▶ Exercise description
Pull out each line of the data below that contains the word "asphalt" and copy those lines in full.

[Records of labeled points]
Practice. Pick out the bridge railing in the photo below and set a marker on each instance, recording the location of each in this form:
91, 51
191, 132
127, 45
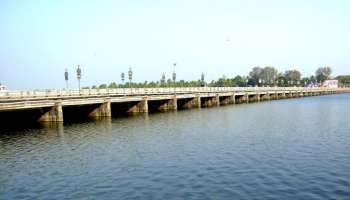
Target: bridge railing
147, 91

---

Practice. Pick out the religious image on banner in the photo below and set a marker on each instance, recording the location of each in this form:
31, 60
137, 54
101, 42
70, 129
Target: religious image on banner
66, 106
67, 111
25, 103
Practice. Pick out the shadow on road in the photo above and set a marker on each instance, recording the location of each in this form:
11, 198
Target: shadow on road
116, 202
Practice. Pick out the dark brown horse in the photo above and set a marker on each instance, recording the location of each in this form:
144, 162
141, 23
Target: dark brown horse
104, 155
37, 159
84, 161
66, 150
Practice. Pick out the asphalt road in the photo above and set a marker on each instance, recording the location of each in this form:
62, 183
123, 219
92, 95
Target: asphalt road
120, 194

▶ Task answer
Practice. Pick out the asphalt road in the photo above and set a marker on each instance, recording the location of each in this form:
Target: asphalt road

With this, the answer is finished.